*** Data records Section Begins ***

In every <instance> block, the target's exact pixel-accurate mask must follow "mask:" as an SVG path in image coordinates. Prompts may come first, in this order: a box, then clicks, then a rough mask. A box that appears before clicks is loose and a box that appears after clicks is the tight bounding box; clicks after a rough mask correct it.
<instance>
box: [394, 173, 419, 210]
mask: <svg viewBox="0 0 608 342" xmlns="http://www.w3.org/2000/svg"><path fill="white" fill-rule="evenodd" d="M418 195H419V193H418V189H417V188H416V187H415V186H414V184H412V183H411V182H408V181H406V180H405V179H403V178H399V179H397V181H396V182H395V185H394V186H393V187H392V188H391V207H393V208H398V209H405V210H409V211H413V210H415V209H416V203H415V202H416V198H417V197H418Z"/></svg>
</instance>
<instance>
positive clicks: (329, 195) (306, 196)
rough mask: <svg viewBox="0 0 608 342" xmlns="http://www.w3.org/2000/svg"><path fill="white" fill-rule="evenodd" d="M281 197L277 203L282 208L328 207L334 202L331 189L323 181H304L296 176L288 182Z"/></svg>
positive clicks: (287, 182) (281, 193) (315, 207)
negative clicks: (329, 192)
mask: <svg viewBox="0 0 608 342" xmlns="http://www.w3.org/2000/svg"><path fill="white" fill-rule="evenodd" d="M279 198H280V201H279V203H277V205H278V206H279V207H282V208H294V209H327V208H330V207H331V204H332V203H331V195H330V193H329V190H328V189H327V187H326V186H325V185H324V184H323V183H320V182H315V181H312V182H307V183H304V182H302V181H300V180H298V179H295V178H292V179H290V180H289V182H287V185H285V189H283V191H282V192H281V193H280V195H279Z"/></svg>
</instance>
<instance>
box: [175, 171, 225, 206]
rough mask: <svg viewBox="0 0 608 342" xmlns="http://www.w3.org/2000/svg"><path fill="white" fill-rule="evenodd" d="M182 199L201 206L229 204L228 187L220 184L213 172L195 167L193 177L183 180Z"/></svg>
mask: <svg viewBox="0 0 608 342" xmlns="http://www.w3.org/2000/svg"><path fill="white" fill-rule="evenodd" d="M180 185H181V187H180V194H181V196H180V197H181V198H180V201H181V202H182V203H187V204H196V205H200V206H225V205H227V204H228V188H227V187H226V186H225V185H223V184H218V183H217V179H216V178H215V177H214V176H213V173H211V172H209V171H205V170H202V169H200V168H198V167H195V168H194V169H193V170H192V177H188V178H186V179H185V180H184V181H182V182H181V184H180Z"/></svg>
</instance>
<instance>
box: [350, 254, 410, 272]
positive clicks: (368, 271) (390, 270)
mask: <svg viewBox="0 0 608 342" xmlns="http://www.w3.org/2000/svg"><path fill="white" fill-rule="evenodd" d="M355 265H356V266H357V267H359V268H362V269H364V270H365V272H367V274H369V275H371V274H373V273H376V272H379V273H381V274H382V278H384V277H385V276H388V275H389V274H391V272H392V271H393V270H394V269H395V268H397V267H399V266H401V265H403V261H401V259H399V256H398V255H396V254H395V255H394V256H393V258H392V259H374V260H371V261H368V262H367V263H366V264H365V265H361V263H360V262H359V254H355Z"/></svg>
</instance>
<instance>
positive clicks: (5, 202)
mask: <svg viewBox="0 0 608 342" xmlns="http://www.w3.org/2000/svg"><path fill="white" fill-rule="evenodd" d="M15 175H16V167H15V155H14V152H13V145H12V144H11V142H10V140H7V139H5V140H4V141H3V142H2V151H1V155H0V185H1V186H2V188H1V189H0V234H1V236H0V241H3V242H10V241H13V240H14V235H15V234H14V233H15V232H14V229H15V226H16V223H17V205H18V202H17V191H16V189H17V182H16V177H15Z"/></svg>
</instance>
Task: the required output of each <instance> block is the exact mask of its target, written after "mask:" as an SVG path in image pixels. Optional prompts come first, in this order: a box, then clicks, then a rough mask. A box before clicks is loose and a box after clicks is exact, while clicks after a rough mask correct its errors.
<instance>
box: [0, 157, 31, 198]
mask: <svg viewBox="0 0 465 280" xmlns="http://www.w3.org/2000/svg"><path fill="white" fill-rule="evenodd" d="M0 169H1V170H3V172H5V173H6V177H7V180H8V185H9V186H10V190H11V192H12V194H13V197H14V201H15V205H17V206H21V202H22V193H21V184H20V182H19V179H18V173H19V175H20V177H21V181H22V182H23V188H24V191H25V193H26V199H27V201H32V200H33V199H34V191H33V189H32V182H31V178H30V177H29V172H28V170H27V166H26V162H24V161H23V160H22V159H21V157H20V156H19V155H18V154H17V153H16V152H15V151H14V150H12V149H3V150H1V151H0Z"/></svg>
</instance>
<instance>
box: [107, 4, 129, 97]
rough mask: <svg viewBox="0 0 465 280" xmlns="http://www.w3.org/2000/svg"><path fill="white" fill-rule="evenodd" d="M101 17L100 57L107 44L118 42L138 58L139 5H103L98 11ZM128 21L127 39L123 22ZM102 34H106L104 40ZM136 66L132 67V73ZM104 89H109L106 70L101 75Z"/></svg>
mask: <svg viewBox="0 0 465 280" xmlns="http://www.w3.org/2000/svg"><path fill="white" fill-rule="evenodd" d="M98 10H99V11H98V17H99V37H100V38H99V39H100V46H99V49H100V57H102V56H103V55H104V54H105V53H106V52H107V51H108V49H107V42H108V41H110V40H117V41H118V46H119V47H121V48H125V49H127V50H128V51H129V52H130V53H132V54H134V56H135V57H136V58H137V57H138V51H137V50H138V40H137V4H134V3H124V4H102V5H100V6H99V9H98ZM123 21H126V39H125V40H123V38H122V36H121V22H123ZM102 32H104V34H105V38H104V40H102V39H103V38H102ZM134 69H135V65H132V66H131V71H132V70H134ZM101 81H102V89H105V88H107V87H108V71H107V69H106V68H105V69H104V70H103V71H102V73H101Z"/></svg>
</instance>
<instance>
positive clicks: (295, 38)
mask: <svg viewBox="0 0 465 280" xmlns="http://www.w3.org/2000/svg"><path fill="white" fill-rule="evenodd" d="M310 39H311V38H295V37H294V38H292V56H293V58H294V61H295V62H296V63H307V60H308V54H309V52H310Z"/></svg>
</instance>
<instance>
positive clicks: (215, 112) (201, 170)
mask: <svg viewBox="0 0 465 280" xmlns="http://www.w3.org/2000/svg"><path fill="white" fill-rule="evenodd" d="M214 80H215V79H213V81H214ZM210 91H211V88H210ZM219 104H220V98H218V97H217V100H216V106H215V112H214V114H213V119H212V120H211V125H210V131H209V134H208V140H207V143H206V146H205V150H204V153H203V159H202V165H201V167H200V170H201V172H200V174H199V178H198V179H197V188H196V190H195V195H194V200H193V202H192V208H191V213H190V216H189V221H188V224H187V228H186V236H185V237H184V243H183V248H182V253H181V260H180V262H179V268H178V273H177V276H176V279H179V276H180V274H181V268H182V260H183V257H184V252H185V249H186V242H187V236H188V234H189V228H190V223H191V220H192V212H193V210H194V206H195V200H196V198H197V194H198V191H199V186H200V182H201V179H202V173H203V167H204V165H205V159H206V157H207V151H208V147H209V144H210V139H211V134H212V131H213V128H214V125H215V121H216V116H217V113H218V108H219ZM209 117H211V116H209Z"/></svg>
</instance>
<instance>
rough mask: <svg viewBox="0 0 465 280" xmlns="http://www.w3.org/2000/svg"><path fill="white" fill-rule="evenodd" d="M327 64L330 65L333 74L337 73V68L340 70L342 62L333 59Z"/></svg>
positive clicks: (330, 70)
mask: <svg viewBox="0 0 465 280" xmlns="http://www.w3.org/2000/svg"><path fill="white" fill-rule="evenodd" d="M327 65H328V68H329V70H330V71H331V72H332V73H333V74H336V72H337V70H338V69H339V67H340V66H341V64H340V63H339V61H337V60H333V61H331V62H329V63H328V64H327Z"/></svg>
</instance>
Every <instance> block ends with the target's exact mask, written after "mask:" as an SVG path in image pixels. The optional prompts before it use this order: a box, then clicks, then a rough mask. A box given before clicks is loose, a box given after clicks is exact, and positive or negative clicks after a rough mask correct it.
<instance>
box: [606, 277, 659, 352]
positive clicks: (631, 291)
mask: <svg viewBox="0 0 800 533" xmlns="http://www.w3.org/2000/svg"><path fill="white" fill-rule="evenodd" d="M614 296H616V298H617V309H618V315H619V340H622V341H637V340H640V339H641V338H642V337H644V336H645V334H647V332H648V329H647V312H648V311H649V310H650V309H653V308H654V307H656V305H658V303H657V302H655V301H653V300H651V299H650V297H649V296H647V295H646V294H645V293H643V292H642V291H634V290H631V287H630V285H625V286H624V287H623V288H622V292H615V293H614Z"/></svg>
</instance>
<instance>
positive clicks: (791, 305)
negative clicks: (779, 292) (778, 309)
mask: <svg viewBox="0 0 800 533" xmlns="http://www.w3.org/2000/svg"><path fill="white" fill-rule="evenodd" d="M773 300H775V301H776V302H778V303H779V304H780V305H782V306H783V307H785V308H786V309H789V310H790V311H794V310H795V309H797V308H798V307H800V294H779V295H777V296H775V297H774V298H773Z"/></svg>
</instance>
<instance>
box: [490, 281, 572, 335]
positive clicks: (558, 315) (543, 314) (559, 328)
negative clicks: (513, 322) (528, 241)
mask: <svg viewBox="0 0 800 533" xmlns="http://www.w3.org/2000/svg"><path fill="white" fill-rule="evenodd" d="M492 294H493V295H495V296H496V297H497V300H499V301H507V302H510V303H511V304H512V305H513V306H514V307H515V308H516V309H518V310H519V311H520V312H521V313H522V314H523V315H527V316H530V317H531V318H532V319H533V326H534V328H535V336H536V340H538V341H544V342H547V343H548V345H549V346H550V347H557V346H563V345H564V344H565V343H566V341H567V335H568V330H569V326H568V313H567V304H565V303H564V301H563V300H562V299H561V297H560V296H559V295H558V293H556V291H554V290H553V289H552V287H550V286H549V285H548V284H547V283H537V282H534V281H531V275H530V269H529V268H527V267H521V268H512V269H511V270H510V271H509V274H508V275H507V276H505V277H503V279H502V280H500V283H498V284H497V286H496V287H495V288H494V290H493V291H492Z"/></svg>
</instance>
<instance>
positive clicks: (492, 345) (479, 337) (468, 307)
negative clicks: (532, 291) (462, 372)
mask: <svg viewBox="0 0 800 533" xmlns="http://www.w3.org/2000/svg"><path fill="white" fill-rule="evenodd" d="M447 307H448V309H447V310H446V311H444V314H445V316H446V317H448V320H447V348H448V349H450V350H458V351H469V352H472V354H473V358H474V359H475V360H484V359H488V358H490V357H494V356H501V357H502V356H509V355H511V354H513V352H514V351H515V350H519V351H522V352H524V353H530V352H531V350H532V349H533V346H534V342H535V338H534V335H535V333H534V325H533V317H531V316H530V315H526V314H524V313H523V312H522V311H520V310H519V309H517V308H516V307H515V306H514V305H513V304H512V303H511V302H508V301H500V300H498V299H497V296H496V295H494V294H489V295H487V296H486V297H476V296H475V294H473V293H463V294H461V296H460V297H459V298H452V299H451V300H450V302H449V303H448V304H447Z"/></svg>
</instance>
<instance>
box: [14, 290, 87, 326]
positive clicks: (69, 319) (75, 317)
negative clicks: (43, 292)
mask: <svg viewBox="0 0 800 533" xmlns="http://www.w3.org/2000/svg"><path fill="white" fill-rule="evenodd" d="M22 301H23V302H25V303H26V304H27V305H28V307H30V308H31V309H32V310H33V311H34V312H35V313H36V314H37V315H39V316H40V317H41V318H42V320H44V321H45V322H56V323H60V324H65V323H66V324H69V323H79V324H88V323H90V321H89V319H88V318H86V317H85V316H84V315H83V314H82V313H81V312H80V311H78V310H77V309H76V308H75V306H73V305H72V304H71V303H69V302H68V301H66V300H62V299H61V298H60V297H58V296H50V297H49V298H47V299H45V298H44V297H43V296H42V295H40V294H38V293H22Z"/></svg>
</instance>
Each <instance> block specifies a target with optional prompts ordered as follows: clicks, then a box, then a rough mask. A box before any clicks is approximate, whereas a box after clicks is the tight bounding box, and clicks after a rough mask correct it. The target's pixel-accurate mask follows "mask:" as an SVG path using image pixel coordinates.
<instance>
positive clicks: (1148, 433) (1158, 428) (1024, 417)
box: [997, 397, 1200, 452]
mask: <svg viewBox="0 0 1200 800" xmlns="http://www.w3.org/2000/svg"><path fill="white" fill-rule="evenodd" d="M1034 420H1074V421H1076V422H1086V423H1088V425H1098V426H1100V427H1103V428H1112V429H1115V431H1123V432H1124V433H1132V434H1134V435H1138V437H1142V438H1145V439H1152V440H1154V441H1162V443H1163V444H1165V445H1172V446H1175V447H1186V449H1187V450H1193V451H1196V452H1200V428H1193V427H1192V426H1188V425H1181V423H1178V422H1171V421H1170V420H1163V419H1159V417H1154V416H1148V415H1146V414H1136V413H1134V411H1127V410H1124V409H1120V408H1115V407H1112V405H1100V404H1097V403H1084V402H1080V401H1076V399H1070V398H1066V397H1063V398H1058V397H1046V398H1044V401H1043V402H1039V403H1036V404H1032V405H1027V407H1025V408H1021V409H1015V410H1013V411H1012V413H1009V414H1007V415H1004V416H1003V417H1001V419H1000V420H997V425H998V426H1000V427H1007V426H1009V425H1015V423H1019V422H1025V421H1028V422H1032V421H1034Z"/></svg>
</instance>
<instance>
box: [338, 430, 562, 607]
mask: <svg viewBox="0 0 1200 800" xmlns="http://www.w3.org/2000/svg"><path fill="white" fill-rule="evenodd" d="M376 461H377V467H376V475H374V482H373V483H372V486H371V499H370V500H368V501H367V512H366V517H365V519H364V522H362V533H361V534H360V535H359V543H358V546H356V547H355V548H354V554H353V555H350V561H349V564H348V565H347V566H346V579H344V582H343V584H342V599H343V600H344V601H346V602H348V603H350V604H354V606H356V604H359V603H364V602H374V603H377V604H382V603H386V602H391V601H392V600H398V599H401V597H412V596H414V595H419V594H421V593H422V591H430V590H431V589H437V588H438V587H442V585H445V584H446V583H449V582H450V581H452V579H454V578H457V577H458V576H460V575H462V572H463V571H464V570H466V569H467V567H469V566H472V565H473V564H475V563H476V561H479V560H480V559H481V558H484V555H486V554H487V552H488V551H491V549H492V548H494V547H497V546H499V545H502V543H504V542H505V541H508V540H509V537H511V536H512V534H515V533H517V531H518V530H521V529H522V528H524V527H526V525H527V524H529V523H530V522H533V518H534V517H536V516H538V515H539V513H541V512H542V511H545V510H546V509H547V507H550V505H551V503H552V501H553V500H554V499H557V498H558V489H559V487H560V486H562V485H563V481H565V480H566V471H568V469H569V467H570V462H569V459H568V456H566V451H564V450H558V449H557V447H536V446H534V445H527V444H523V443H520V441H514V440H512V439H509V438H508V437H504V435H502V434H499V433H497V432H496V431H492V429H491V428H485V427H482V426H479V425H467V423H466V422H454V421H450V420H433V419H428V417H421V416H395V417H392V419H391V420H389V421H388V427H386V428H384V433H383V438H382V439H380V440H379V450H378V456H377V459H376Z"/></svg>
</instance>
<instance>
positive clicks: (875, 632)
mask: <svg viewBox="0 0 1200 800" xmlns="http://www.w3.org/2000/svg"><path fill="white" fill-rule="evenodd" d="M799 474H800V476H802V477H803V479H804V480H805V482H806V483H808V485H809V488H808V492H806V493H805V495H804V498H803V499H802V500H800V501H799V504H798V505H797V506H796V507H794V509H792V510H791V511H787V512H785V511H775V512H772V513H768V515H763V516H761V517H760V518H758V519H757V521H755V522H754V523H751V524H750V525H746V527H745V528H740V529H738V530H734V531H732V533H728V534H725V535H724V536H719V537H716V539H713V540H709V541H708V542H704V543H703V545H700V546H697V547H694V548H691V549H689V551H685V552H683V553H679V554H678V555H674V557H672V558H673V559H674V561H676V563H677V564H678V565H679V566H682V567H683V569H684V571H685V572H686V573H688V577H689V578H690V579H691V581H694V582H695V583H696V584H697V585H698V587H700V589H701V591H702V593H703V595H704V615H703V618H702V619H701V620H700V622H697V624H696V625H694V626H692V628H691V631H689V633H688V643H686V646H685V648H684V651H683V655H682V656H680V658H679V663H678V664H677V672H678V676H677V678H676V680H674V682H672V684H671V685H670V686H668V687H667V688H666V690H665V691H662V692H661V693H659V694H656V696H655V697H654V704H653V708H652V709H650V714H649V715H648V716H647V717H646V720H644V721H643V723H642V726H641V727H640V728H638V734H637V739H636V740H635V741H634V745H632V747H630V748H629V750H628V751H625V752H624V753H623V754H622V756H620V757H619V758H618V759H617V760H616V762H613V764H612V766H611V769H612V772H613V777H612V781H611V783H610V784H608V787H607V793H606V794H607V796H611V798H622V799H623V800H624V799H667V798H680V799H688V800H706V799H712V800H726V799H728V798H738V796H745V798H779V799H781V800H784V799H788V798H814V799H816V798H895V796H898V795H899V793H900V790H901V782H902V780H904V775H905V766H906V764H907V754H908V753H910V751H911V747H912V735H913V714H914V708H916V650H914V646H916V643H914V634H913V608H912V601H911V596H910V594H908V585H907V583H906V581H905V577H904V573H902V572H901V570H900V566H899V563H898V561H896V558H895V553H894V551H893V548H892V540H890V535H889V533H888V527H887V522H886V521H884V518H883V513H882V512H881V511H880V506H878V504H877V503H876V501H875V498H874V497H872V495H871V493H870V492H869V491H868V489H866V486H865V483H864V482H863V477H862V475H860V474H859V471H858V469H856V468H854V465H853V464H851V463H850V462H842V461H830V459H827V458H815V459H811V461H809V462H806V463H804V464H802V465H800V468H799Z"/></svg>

*** Data records Section Ends ***

__What is expected__
Retype, exactly and with nothing added, the lines of the material above from the first through the one that contains "positive clicks: (329, 195) (306, 196)".

__Task output__
In every <instance> block, the target's exact pixel-accurate mask must follow "mask:" as an SVG path in image coordinates. Prompts may come first, in this order: a box, then clicks, then a rough mask. A box that appears before clicks is loose and a box that appears after clicks is the tight bounding box; clicks after a rough mask correct it.
<instance>
box: [394, 173, 419, 210]
mask: <svg viewBox="0 0 608 342" xmlns="http://www.w3.org/2000/svg"><path fill="white" fill-rule="evenodd" d="M418 195H419V193H418V189H417V188H416V187H415V186H414V184H412V183H411V182H408V181H406V180H405V179H403V178H399V179H397V181H396V182H395V185H394V186H393V187H392V188H391V207H393V208H398V209H405V210H409V211H413V210H415V209H416V203H415V202H416V198H417V197H418Z"/></svg>
</instance>
<instance>
positive clicks: (329, 195) (306, 196)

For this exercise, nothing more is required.